→ Study text
What the agent-hour measures, and what breaks

When the unit of work is the agent-hour, the metrics that ran the old company stop describing the new one. Headcount measured the old company because headcount was the input that produced output. Throughput measures this one, because output is now decoupled from the number of people. A ten-person team running thousands of agent-hours a day is not a ten-person team in any meaningful sense. It is a throughput engine with ten people steering it. Counting the people tells you almost nothing about what it produces.

Two things break as this lands, and both are worth naming before they surprise you:

Verification becomes the bottleneck. When agents produce 99.8% of output, the scarce human resource is the judgment that accepts or rejects it. I have argued this at length in verification cost is the new bottleneck: the constraint moves from producing work to confirming it is correct, and that cost does not fall as fast as generation cost.
Org charts stop mapping to output. If throughput is agents times parallelism, then seniority, span of control, and headcount budgets are measuring the wrong thing. The high-leverage person is the one who specifies and verifies the most agent-hours, not the one who manages the most people.

The delegation itself compounds. Every agent-hour is inference, and inference at this volume is a cost curve, not a fixed line. That is why the biggest operators are moving to own the silicon underneath it, a shift I traced in the biggest customer becomes the competitor. The agent-hour is both the new unit of work and the new unit of spend, and the two are the same number read from opposite ends.

How to operate when the unit changes

If the unit of work is the agent-hour, the skills that matter shift accordingly. The premium moves to specification, decomposition, and verification, the three things a human still does that an agent cannot yet do for itself. Writing a clear enough instruction that an agent produces the right thing is a skill. Breaking a large goal into parallelizable pieces is a skill. Judging correctness at the rate agents generate output is the scarcest skill of all, and the one most organizations have not started training.

The forward-looking version is uncomfortable and worth sitting with. If output is agents times parallelism, then the competitive gap between two companies is no longer a hiring gap. It is a gap in how well each one specifies and verifies work at scale. That gap is invisible on an org chart and enormous in throughput. The company that learns to run agent-hours well will out-produce the company that keeps counting heads, and the head-counting company will not understand why until it is far behind.

Key takeaways

OpenAI's top employees run 60+ agent-hours per day, and agents produce 99.8% of the company's weekly output tokens. Work went parallel, not just faster.
The old production function was headcount times hours, which scales linearly by hiring. The new one is agents times parallelism, with no ceiling you can staff your way to.

→ Dataset excerpt
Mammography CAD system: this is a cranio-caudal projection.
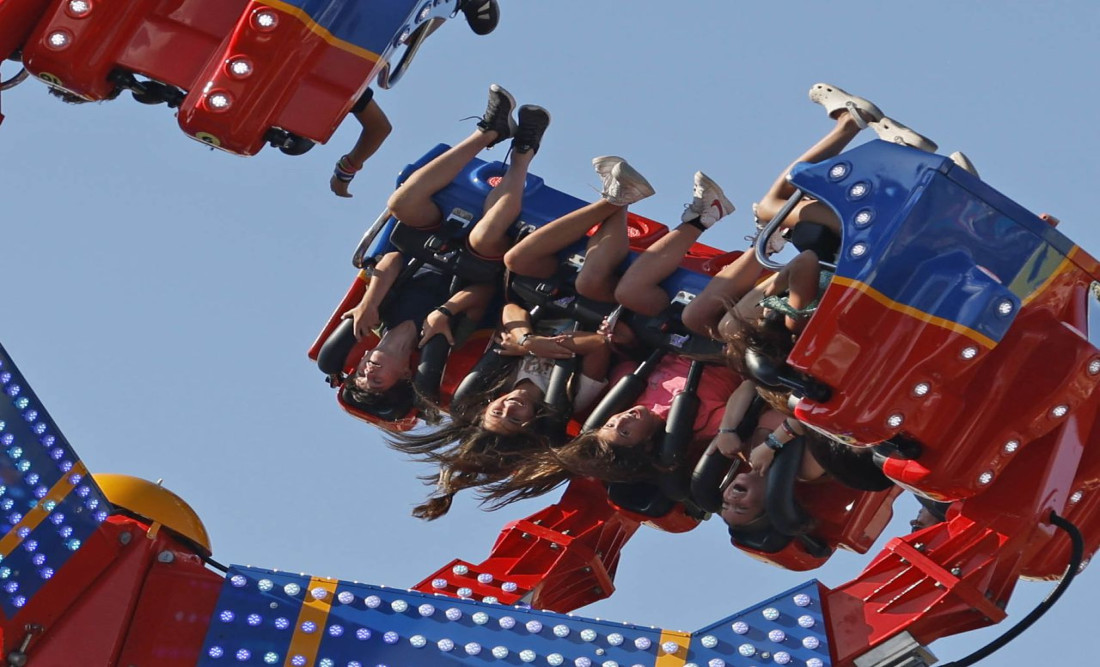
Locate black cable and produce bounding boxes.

→ Task 1
Could you give the article on agent-hours again, starting at "Key takeaways" and ending at "not just faster.", renaming "top employees" as "heaviest users"?
→ Task 2
In the article on agent-hours, what is the new production function?

→ Output 1
Key takeaways

OpenAI's heaviest users run 60+ agent-hours per day, and agents produce 99.8% of the company's weekly output tokens. Work went parallel, not just faster.

→ Output 2
Agents times parallelism.